Task item:
Lines with the word "castle" in them must be copied from the records below.

Extracted entries:
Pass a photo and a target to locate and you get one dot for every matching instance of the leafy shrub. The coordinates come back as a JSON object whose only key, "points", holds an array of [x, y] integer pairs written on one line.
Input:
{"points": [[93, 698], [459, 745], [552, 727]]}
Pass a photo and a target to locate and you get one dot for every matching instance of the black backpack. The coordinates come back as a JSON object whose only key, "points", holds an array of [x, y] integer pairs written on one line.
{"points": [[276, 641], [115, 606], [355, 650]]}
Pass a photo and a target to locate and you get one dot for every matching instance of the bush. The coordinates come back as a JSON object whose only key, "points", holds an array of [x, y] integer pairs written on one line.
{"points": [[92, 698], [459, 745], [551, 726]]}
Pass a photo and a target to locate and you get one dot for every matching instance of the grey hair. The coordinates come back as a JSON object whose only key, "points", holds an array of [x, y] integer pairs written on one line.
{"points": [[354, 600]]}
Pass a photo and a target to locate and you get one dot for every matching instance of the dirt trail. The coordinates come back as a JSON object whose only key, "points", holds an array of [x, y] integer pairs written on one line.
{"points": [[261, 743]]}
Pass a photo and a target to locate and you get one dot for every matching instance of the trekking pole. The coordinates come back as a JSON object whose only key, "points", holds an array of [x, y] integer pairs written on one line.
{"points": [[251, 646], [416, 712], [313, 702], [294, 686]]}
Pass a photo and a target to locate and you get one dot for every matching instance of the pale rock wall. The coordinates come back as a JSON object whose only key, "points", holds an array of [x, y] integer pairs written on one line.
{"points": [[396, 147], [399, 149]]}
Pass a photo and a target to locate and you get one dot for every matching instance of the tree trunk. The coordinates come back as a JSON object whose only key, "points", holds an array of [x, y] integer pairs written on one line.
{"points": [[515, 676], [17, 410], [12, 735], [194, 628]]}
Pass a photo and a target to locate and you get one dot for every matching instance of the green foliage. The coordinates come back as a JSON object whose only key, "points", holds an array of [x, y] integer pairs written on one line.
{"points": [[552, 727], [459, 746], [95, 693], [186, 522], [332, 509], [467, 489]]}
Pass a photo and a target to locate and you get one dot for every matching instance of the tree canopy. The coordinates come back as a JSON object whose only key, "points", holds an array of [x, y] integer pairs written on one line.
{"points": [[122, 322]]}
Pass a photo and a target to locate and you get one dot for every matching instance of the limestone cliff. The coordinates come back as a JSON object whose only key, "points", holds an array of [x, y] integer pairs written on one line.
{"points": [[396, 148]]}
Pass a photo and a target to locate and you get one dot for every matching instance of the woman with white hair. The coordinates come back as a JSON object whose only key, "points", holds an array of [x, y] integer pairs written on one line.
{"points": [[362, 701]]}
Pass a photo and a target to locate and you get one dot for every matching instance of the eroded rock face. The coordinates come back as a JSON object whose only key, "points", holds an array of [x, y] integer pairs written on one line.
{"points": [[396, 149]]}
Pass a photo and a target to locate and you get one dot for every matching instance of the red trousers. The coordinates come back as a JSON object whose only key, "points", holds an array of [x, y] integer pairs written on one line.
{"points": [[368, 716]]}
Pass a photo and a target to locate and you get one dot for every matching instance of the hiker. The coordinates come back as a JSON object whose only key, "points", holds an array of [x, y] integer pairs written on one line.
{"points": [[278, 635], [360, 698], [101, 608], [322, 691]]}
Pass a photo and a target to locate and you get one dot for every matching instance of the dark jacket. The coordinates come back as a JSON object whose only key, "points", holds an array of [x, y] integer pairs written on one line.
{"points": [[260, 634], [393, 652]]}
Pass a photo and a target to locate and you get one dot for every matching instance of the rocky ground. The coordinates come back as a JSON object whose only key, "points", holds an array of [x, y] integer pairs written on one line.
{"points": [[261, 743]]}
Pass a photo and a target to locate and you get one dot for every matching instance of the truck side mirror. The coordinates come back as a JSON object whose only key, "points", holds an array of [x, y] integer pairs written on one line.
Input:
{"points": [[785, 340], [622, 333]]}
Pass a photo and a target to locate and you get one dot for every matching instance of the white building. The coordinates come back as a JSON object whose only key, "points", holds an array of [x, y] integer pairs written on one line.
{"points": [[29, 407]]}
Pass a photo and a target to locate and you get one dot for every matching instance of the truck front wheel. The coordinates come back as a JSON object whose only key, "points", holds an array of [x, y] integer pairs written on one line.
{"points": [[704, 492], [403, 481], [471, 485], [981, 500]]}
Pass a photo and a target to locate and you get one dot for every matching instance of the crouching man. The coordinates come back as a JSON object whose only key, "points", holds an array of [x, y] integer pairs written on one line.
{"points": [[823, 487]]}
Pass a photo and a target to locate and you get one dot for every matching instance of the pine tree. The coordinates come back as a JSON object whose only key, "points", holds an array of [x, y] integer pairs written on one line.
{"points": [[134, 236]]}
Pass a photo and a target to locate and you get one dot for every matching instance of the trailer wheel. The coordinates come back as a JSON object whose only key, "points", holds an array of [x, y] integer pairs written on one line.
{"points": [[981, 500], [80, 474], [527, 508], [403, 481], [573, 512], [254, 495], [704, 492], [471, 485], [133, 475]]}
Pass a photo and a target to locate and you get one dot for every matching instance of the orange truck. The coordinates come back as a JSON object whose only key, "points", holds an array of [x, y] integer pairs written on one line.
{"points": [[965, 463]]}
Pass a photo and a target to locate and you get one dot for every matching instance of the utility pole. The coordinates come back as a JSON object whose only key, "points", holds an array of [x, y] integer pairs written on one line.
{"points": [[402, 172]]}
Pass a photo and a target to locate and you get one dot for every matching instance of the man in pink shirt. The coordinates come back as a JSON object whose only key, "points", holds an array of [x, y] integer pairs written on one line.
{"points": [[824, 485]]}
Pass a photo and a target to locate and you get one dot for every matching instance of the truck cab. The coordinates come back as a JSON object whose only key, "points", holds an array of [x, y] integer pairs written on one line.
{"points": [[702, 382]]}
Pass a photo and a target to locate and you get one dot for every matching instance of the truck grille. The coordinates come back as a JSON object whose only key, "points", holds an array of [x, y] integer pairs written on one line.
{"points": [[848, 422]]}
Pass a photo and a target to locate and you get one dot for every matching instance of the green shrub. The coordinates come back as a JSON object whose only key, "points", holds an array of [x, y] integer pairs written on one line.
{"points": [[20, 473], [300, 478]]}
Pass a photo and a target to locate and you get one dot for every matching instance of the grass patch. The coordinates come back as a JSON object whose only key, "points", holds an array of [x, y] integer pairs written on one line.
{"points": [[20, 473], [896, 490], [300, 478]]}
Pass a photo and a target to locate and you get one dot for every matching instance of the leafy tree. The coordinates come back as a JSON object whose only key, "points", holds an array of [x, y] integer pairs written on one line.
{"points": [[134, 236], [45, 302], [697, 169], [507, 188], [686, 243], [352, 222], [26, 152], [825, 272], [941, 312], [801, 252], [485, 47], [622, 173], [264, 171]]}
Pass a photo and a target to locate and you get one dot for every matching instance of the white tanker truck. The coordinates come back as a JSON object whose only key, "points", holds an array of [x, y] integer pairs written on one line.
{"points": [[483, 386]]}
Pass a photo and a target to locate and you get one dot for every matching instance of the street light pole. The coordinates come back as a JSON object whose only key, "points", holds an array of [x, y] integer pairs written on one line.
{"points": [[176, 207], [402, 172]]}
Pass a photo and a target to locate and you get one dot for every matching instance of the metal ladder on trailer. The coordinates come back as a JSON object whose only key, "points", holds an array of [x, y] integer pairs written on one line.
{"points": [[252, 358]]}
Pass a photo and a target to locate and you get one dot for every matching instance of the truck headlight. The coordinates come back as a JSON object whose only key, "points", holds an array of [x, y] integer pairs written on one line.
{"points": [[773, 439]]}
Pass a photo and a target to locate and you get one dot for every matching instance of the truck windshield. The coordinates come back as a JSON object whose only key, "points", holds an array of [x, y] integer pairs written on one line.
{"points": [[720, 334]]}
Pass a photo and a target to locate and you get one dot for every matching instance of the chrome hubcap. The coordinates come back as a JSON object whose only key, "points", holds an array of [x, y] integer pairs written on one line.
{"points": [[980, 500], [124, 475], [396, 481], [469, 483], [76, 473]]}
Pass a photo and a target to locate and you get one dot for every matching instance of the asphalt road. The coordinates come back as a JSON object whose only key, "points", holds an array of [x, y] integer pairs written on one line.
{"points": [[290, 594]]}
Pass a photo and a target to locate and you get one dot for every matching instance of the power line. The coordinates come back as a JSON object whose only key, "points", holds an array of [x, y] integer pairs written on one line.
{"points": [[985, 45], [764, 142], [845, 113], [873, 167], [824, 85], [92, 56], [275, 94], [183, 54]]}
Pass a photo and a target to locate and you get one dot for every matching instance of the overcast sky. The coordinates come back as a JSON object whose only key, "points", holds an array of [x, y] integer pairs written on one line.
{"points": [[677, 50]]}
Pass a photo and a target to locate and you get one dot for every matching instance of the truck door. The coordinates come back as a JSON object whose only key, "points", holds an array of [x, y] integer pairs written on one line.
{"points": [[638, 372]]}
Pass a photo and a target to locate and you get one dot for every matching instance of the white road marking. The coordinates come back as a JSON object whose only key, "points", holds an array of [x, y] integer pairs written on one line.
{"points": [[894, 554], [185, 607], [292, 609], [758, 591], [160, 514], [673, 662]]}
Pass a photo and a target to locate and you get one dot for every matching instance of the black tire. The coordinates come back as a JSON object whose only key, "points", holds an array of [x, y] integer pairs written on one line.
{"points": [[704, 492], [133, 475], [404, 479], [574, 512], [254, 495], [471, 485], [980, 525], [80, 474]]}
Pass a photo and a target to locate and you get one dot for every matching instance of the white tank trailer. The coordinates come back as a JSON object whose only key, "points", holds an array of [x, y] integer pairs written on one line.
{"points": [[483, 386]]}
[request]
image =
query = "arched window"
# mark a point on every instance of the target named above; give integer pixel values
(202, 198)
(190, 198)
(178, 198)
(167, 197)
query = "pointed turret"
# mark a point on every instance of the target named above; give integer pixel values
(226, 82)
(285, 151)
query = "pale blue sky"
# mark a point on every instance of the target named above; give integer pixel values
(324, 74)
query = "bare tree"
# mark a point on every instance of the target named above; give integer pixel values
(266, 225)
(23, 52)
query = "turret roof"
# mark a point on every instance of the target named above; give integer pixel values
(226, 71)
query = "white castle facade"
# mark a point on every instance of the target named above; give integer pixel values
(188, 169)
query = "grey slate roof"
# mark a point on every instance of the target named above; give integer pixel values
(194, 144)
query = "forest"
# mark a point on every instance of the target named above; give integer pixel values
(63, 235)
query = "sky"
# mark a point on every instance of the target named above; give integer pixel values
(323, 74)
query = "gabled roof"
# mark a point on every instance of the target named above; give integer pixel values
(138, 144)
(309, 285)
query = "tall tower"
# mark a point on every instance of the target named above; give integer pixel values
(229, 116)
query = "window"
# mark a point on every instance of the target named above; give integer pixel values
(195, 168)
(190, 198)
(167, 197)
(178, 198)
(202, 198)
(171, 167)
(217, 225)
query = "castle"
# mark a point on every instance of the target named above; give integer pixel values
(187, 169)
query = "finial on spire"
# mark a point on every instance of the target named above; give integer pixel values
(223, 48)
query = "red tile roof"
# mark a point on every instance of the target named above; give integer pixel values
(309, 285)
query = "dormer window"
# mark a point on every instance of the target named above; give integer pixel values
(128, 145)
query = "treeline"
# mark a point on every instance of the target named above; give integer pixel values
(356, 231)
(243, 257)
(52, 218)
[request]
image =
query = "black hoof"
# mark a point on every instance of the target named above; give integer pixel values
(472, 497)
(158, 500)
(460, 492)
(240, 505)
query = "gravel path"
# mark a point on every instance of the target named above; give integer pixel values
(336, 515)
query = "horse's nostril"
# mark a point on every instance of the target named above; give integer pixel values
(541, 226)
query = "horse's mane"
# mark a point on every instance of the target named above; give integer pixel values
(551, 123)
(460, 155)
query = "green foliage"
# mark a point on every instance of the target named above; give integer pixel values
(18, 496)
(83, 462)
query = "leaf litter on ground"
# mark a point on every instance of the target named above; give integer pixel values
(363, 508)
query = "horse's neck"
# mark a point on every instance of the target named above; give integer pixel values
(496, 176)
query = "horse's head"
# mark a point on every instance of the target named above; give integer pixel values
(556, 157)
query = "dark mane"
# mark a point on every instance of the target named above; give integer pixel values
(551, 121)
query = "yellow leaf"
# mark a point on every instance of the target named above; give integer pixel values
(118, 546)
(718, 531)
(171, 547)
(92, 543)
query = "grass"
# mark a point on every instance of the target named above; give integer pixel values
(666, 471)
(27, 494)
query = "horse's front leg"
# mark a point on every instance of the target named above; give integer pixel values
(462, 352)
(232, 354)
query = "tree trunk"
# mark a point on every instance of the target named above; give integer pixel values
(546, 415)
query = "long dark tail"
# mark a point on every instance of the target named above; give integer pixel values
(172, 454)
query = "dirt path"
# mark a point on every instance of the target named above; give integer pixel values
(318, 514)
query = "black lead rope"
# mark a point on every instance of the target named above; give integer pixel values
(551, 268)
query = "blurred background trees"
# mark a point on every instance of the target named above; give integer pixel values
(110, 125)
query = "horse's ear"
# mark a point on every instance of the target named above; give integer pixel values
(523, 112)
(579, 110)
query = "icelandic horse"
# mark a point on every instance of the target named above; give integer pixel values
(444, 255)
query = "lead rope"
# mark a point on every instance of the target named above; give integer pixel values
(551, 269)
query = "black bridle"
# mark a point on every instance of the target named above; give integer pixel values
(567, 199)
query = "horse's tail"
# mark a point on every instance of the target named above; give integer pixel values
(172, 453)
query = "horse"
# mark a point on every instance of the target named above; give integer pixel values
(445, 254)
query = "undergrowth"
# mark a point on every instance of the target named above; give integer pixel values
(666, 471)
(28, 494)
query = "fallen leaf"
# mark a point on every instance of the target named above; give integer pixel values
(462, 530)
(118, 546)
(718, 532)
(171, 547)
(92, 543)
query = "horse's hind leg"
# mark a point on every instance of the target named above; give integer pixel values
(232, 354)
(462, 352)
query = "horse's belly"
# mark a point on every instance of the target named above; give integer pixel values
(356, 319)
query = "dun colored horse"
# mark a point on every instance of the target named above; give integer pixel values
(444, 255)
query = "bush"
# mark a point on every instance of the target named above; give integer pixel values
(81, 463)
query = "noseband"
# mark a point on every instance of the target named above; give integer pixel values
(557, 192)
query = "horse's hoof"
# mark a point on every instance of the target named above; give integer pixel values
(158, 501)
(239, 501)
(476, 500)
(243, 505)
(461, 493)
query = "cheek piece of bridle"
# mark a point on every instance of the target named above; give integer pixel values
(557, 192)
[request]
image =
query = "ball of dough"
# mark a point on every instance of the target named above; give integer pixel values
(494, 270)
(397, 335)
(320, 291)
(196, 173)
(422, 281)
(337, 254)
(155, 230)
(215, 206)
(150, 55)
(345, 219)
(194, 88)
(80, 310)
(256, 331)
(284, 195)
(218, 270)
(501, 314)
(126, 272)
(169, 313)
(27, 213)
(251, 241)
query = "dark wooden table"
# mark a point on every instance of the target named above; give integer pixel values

Response:
query = "white castle facade"
query = "castle"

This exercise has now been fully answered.